◆ Your goal ◆
Find the line containing "If you could mark the white cabinet" in the data below and repeat it, along with all later lines, exactly through the last one.

*** Study material

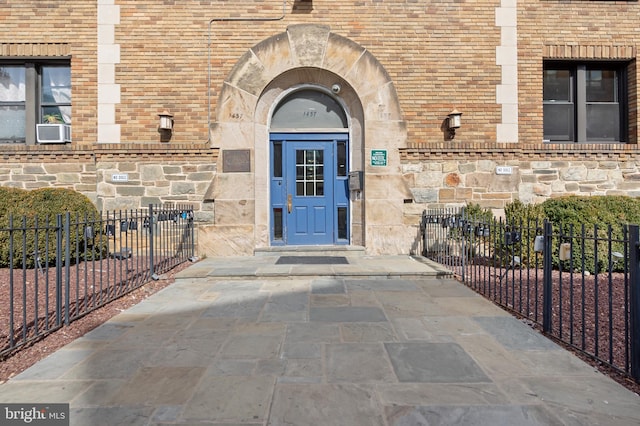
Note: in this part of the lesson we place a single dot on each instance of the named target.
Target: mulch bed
(589, 313)
(17, 361)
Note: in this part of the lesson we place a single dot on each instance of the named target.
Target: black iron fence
(580, 285)
(53, 272)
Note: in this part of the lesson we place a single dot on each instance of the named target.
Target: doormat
(312, 260)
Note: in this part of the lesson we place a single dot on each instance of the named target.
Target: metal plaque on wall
(236, 161)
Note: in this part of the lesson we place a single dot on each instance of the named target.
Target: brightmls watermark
(34, 414)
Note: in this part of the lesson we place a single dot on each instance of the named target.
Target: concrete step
(349, 251)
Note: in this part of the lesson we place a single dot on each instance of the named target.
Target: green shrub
(592, 217)
(575, 216)
(25, 210)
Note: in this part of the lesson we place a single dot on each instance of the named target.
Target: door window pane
(601, 85)
(602, 122)
(277, 224)
(342, 223)
(309, 173)
(557, 85)
(342, 159)
(277, 159)
(56, 94)
(584, 102)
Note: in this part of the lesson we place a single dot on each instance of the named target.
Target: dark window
(584, 102)
(32, 93)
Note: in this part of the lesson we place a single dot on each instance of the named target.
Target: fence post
(634, 305)
(151, 248)
(59, 238)
(547, 281)
(67, 267)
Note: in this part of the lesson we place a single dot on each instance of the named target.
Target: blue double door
(309, 189)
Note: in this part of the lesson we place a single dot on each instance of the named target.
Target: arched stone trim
(308, 55)
(300, 47)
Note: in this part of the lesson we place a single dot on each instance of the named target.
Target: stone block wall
(462, 175)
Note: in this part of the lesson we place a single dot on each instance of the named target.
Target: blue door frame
(309, 189)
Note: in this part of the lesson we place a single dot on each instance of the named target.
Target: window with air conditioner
(35, 102)
(584, 102)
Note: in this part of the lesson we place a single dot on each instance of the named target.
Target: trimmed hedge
(26, 208)
(596, 218)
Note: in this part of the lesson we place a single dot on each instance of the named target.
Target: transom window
(584, 102)
(32, 93)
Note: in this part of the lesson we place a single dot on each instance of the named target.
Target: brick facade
(219, 67)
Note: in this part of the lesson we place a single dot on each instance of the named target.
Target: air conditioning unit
(53, 133)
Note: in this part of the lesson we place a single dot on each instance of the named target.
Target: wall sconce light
(166, 120)
(454, 122)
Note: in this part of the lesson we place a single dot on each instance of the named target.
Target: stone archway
(305, 54)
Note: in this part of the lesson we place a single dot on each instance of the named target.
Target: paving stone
(55, 365)
(132, 416)
(381, 284)
(322, 404)
(251, 347)
(487, 415)
(513, 334)
(410, 394)
(367, 332)
(327, 286)
(230, 399)
(158, 386)
(433, 363)
(358, 363)
(347, 314)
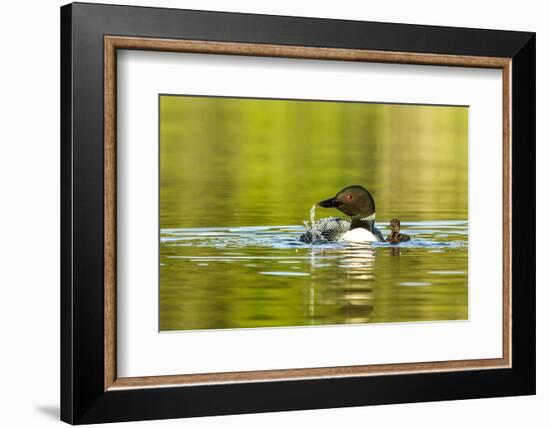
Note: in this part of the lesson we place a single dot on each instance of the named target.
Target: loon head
(355, 201)
(395, 225)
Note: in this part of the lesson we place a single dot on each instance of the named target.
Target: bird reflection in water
(349, 291)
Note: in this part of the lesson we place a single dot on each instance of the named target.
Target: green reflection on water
(237, 163)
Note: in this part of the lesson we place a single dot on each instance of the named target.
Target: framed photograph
(265, 213)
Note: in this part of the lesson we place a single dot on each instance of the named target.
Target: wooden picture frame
(91, 390)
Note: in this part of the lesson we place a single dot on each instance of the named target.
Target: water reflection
(264, 277)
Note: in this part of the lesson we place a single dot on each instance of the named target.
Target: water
(263, 276)
(237, 178)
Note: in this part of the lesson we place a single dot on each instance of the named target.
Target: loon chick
(395, 237)
(358, 204)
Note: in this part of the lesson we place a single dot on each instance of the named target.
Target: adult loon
(358, 204)
(395, 237)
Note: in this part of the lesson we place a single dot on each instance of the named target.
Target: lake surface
(238, 178)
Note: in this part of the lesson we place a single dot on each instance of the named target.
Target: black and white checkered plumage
(325, 230)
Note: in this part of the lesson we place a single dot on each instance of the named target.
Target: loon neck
(365, 223)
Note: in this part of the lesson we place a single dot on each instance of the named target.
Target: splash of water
(316, 235)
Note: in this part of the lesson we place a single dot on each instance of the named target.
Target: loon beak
(329, 203)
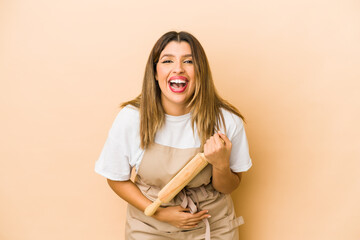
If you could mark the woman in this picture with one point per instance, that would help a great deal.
(177, 115)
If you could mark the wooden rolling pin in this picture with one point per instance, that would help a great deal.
(177, 183)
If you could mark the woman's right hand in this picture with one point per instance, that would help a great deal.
(180, 217)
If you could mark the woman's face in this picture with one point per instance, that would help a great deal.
(176, 77)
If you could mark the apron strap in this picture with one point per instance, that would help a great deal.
(187, 202)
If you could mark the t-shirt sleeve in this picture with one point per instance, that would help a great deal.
(240, 160)
(115, 157)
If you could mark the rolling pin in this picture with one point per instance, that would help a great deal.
(177, 183)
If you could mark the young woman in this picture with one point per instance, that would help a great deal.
(177, 115)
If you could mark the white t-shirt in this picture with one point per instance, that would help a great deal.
(122, 151)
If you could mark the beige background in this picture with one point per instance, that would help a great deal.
(291, 67)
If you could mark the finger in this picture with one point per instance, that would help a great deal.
(219, 141)
(224, 138)
(188, 227)
(184, 209)
(199, 214)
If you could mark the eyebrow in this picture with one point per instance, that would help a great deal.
(171, 55)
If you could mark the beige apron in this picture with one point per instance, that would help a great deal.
(159, 164)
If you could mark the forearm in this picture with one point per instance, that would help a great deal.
(128, 191)
(224, 180)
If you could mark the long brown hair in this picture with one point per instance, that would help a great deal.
(205, 104)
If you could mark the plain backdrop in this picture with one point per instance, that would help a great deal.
(291, 67)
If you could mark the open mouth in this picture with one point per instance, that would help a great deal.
(178, 85)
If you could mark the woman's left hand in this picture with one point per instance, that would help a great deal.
(217, 150)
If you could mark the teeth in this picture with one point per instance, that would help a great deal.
(177, 81)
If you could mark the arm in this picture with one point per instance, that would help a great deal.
(176, 216)
(217, 151)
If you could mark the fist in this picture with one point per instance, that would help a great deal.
(217, 150)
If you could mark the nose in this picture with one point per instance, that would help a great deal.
(178, 67)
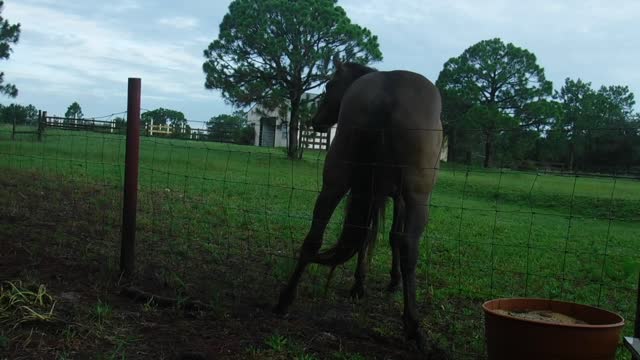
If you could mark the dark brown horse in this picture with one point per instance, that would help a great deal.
(387, 144)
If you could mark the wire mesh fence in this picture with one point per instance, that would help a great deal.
(223, 222)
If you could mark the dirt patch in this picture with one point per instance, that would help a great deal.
(542, 315)
(50, 239)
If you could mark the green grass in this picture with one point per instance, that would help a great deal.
(491, 233)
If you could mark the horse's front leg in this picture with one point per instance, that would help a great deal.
(326, 203)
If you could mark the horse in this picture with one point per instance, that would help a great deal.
(387, 145)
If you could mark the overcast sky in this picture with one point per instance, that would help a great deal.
(75, 50)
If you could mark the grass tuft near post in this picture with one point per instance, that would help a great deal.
(127, 251)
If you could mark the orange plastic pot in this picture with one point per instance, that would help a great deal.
(510, 337)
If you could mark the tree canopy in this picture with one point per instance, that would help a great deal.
(9, 35)
(231, 128)
(74, 111)
(495, 81)
(270, 52)
(161, 116)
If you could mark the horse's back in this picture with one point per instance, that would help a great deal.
(393, 118)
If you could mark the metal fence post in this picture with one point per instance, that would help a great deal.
(41, 121)
(127, 251)
(13, 131)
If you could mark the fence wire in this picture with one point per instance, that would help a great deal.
(223, 222)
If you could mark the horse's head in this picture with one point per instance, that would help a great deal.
(329, 106)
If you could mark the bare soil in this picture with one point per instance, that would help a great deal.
(50, 235)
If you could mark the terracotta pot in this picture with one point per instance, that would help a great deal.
(512, 337)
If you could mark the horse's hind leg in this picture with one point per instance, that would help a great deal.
(417, 211)
(326, 203)
(397, 227)
(357, 290)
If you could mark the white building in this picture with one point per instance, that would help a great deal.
(272, 127)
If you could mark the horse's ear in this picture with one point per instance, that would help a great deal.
(337, 63)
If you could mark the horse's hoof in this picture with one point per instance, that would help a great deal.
(281, 310)
(393, 287)
(192, 356)
(357, 292)
(422, 344)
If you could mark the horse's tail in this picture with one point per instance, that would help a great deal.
(347, 247)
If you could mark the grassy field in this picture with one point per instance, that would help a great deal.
(492, 233)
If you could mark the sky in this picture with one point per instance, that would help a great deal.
(75, 50)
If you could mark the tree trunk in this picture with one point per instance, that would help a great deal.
(488, 151)
(572, 152)
(294, 125)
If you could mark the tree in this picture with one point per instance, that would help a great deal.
(598, 127)
(120, 124)
(160, 116)
(9, 34)
(501, 78)
(23, 115)
(271, 52)
(231, 128)
(74, 111)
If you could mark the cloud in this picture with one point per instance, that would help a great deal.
(121, 6)
(179, 22)
(60, 48)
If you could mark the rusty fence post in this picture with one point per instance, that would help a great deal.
(40, 124)
(13, 130)
(132, 155)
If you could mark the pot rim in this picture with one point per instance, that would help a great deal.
(620, 323)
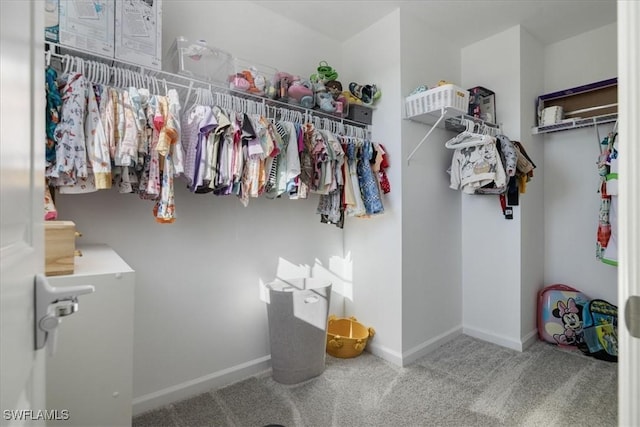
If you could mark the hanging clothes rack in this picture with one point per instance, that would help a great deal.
(116, 72)
(450, 119)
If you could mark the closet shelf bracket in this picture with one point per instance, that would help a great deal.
(435, 125)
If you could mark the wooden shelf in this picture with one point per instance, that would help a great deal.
(575, 124)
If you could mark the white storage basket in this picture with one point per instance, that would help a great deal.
(435, 99)
(200, 61)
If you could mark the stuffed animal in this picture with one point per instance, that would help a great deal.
(326, 102)
(299, 90)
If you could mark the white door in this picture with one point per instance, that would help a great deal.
(629, 273)
(21, 207)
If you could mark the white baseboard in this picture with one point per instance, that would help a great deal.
(385, 353)
(519, 345)
(529, 339)
(426, 347)
(187, 389)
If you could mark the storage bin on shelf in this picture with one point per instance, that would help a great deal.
(199, 60)
(346, 337)
(251, 77)
(445, 96)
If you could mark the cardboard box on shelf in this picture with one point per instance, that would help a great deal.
(138, 28)
(87, 25)
(51, 21)
(482, 104)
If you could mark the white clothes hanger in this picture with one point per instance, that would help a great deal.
(469, 137)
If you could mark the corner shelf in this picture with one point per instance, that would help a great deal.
(575, 124)
(448, 118)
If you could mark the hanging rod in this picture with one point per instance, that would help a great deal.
(184, 83)
(453, 120)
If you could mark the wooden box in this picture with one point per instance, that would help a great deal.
(59, 247)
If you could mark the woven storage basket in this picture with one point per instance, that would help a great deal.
(346, 337)
(449, 96)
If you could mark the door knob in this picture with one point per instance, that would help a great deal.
(51, 305)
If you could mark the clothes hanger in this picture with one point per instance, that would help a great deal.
(469, 137)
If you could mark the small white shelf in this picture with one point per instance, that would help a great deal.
(575, 124)
(446, 117)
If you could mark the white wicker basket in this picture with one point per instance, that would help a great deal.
(449, 96)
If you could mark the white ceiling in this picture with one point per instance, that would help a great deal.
(462, 21)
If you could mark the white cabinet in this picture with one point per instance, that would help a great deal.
(91, 373)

******

◆ Answer space ◆
If you could mark the white cabinet in this picture with one point per instance, that would help a great deal.
(91, 373)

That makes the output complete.